■ **Source passage**
Feb 11, 2015 02:04 PM EST

Mushrooms look like peaceful things, minding their own business as they soak up valuable nutrients from the soil around them. However, a rare few kinds of mushrooms are secret killers, lacerating, poisoning, or even strangling hidden prey as they innocently stand around. Now researchers have determined that one of these silent assassins gets the job done with nanoscopic "cookie cutters."

That's at least according to a study recently published in the journal PLOS Biology, which details how the Pleurotus ostreatus fungus attacks its prey with a toxin made up of specialized killer proteins called pleurotolusin.

P. ostreatus, commonly called the oyster mushroom, is a relatively beautiful and frilly white mushroom that is both common around the world and edible for humans. It's then no small wonder that it also happens to be one of the very few (about 0.5 percent of all) mushroom species that attack non-plant life like worms and bacteria for nutrients.

■ **Directions**
a. Answer these from the mushroom article:
(i) In which journal was the study published?
(ii) What is the common name of Pleurotus ostreatus?
(iii) About what share of all mushroom species attack non-plant life?
b. Please write out the part of the mushroom article that begins at the words "Feb 11, 2015" and stops after "proteins called pleurotolusin.".
c. Pick up the mushroom article after its last sentence and keep writing it.
You won't need the listing for any of this.

■ **Record excerpts**
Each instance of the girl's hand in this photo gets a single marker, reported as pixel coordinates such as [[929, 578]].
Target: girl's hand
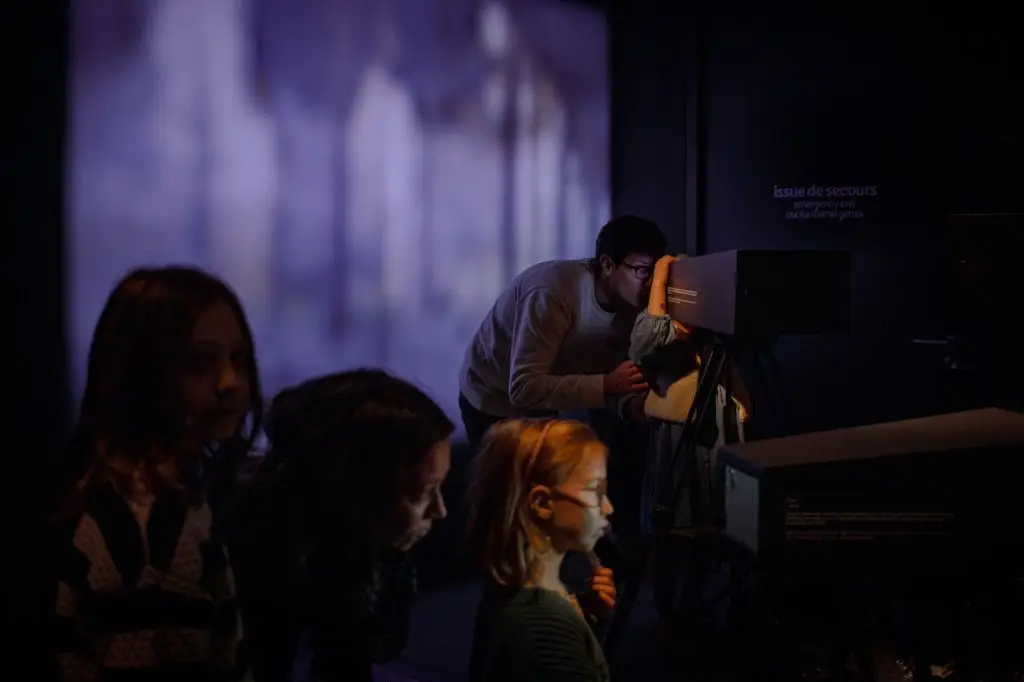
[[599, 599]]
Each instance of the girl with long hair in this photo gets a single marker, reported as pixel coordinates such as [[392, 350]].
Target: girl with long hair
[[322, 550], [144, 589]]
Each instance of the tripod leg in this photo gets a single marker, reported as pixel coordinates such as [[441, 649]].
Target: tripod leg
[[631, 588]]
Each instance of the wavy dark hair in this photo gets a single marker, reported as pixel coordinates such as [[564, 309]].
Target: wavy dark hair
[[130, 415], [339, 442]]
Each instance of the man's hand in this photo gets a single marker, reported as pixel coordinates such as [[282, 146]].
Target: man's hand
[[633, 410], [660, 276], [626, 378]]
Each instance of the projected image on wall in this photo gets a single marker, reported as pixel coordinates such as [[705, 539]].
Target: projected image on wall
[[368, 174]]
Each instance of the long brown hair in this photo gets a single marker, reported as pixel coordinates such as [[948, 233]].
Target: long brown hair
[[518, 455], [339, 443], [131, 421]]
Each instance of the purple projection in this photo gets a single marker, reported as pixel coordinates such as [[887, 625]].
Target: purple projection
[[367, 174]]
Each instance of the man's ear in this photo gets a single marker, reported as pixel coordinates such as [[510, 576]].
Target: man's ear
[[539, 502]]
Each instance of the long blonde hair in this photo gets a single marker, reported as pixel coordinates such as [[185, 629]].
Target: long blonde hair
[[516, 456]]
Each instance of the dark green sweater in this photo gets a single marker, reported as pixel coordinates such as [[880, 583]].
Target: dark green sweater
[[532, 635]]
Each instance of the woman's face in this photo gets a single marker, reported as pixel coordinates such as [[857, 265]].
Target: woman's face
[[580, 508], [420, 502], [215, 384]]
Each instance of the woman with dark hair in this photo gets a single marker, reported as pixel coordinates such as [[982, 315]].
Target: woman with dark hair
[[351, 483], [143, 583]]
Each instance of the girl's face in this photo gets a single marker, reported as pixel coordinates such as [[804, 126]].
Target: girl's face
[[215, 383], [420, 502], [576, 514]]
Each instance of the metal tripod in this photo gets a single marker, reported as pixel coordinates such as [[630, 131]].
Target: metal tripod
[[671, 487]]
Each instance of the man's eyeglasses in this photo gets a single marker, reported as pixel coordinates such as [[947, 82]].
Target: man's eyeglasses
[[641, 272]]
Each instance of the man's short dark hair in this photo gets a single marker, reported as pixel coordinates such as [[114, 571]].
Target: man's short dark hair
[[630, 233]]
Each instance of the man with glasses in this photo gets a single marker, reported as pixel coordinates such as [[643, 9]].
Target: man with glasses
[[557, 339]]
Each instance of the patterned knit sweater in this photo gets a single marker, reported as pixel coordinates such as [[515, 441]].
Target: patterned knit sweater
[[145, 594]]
...
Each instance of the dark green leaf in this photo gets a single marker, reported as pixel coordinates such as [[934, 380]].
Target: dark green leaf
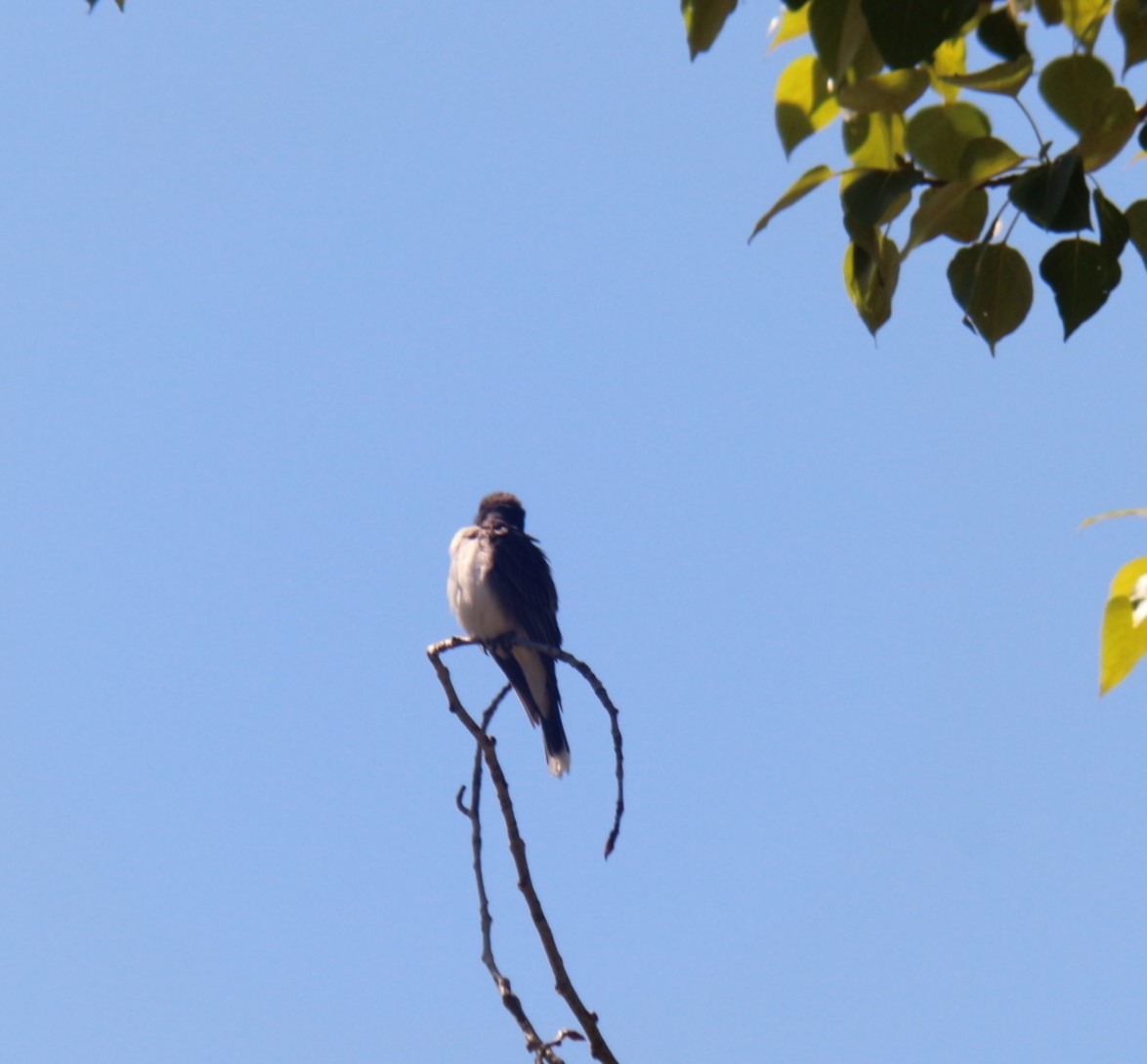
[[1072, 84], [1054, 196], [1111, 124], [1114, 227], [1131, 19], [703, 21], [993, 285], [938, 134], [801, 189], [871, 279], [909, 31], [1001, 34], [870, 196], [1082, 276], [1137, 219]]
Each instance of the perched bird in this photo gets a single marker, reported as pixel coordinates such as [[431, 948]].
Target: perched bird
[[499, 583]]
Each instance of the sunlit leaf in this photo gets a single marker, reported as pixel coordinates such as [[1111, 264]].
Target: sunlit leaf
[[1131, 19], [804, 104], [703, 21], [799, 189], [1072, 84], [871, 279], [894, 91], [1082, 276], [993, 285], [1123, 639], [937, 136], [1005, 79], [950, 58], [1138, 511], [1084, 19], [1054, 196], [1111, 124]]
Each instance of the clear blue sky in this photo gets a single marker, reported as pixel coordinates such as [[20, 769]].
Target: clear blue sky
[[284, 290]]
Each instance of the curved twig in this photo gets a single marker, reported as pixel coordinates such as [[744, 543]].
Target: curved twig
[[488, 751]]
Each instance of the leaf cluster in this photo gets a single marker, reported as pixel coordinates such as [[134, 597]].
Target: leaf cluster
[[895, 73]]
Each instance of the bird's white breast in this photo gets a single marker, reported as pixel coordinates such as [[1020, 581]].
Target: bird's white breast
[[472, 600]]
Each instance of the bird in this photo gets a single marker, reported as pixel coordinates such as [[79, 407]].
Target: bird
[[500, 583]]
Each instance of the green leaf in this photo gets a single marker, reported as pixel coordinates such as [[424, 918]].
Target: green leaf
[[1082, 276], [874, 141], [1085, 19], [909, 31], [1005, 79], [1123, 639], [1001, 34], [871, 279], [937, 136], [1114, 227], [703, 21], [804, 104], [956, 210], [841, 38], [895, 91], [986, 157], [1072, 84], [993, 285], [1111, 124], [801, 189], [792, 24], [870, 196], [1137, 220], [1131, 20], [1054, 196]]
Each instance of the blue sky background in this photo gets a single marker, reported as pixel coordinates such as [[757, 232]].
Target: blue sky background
---
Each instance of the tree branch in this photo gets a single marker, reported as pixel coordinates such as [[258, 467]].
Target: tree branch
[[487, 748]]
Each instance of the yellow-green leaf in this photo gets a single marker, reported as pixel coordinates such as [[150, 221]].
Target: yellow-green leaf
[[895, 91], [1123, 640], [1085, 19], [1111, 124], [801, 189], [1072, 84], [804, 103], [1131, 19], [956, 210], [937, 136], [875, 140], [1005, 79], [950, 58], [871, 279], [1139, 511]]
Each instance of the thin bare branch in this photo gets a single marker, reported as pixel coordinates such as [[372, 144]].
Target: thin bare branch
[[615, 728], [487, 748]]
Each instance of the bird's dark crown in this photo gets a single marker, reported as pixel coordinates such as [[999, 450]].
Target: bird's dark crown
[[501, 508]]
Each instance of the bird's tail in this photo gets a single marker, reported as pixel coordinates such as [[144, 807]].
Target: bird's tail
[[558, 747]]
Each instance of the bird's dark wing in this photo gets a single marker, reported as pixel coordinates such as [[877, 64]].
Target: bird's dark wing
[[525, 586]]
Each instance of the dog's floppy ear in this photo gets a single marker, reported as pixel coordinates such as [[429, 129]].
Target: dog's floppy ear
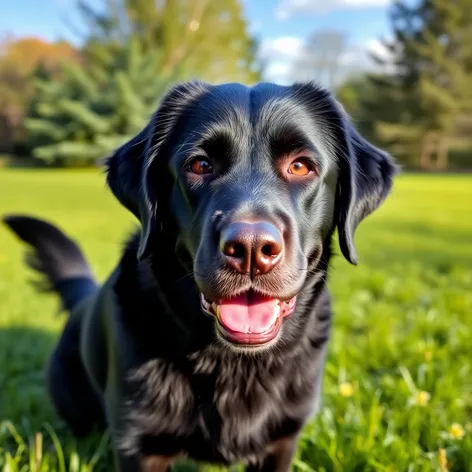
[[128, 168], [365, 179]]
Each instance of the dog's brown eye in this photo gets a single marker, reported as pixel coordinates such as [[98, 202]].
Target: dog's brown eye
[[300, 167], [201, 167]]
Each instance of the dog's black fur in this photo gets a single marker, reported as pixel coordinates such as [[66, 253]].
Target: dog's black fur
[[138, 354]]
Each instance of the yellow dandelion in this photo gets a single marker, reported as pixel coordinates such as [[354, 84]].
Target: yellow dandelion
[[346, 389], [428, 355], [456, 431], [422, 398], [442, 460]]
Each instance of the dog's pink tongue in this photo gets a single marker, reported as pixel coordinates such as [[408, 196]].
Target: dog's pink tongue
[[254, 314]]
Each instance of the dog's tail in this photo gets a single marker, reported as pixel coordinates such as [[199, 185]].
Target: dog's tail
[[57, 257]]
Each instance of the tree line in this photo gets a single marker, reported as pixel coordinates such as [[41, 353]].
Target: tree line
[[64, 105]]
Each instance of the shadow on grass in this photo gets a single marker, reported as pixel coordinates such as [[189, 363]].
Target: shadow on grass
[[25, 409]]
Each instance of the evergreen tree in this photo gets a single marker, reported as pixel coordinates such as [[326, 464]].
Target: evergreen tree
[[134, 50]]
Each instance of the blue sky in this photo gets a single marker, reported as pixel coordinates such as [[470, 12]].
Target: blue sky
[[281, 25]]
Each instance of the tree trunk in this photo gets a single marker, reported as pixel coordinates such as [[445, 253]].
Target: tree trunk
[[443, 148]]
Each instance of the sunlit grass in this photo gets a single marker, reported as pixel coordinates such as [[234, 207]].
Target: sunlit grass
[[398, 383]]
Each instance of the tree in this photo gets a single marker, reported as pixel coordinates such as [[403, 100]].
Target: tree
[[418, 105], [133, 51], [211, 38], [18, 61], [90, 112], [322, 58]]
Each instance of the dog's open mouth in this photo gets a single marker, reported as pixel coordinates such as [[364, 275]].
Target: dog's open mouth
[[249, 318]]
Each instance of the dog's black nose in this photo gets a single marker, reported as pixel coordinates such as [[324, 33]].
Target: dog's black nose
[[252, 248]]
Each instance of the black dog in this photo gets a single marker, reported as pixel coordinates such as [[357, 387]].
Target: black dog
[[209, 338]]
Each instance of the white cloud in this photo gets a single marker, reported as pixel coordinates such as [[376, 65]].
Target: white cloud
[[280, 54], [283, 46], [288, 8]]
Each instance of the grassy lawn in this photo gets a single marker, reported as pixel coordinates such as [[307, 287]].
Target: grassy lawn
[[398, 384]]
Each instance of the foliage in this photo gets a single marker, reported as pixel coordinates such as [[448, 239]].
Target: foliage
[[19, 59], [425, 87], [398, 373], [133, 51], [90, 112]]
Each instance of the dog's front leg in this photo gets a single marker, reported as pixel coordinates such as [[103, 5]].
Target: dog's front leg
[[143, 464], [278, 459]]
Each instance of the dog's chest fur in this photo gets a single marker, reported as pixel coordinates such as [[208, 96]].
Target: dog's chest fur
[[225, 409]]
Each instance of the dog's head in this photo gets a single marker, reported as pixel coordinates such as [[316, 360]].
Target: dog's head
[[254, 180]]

■ **Outputs for the tasks**
a.
(i) PLOS Biology
(ii) The oyster mushroom
(iii) About 0.5 percent

b.
Feb 11, 2015 02:04 PM EST

Mushrooms look like peaceful things, minding their own business as they soak up valuable nutrients from the soil around them. However, a rare few kinds of mushrooms are secret killers, lacerating, poisoning, or even strangling hidden prey as they innocently stand around. Now researchers have determined that one of these silent assassins gets the job done with nanoscopic "cookie cutters."

That's at least according to a study recently published in the journal PLOS Biology, which details how the Pleurotus ostreatus fungus attacks its prey with a toxin made up of specialized killer proteins called pleurotolusin.

c.
Its weapon of choice, pleurotolusin, seems to be just one of the crowd at first. A protein that's water-soluble, it normally aimlessly floats around in the nanoscopic world. However, this all changes when the protein runs into a cell membrane. Individual molecules of these proteins can group up when encountering an obstacle, combining in a ring of 13 to form what is best described as a cookie cutter.

And that unlucky 13 spells trouble for the encountered cell. Each molecule in the rings, normally tightly wound, begins to unfurl and physically push their way through the cell membrane to get inside. If the damage caused - an 8 nanometer-wide hole - isn't enough to kill the cell, the resulting infections from other molecules that would never otherwise find their way in, surely will.

You can watch a stunning motion graphic of the process here.                                                  

The resulting cell deaths can eventually kill an entire small organism, leaving it to decay around P. ostreatus, which can then soak up its nutrients.

For the most recent study, researchers slowed this entire "cookie cutter" process, recording each step in extreme detail.

They note in their work that understanding such processes is important because another version of pleurotolusin - perforin - is produced by components of the human immune system to battle infection. Knowing how to halt the process could eventually help experts prevent harmful autoimmune conditions in which the body mistakenly attacks itself.

Still, experts admit that they are a long way from understanding the process entirely, especially in creatures other than fungi.